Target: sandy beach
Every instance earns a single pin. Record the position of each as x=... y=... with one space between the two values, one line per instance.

--

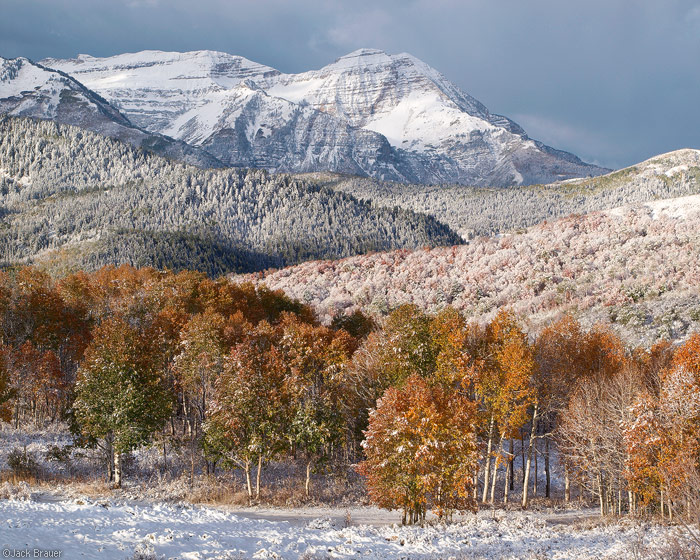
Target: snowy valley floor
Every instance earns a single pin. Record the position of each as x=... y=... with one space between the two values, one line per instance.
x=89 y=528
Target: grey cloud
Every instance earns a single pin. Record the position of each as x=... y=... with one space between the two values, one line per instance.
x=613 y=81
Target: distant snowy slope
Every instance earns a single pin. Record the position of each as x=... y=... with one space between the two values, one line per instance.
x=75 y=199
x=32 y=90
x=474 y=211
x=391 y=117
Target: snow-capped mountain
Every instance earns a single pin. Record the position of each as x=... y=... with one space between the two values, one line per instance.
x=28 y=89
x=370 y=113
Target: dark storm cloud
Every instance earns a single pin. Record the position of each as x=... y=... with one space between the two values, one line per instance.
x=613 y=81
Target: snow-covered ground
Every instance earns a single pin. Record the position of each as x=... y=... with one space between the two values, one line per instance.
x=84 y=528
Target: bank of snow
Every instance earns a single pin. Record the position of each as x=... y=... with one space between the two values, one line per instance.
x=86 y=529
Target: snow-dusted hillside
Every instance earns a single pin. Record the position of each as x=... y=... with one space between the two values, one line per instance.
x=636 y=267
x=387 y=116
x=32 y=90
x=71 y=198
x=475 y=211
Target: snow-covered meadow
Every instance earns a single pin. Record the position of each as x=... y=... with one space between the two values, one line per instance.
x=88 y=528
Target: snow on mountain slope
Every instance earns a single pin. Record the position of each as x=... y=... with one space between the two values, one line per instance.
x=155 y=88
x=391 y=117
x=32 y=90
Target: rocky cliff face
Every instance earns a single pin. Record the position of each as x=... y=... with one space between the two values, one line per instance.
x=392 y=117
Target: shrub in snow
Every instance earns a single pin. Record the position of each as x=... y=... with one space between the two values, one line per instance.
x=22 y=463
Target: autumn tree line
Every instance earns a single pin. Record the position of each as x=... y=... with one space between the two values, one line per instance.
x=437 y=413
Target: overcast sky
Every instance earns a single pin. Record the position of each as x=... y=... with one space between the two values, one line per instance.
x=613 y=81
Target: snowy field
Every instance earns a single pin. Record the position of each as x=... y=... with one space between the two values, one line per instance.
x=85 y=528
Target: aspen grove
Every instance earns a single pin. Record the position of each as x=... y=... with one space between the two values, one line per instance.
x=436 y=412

---

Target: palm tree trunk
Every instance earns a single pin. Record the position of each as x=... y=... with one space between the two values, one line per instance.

- [Problem details]
Starting at the line that has "Target: grey cloud" in the records above, restate word for word every line until the one that has "Target: bank of snow", and include that one as well.

- [Expected output]
Target: grey cloud
Every instance earns a single pin. Record the position of each as x=... y=... with one space between the two values, one line per instance.
x=613 y=81
Target: distant snowy slope
Every instance earns a single pin. Record the position of each as x=... y=... with one space between the two values, one line per instance.
x=75 y=199
x=32 y=90
x=474 y=211
x=391 y=117
Target: snow-capped mountain
Every instance earns a single pin. Record the position of each as x=... y=... with one space between the two values, one line per instance.
x=28 y=89
x=370 y=113
Target: dark storm cloud
Every instance earns a single pin. Record the position of each as x=... y=... with one space between the two values, one line per instance.
x=613 y=81
Target: snow-covered ground
Every instance earns a single pin. Record the position of each as x=... y=... with one space between the two values, one line per instance.
x=84 y=528
Target: bank of snow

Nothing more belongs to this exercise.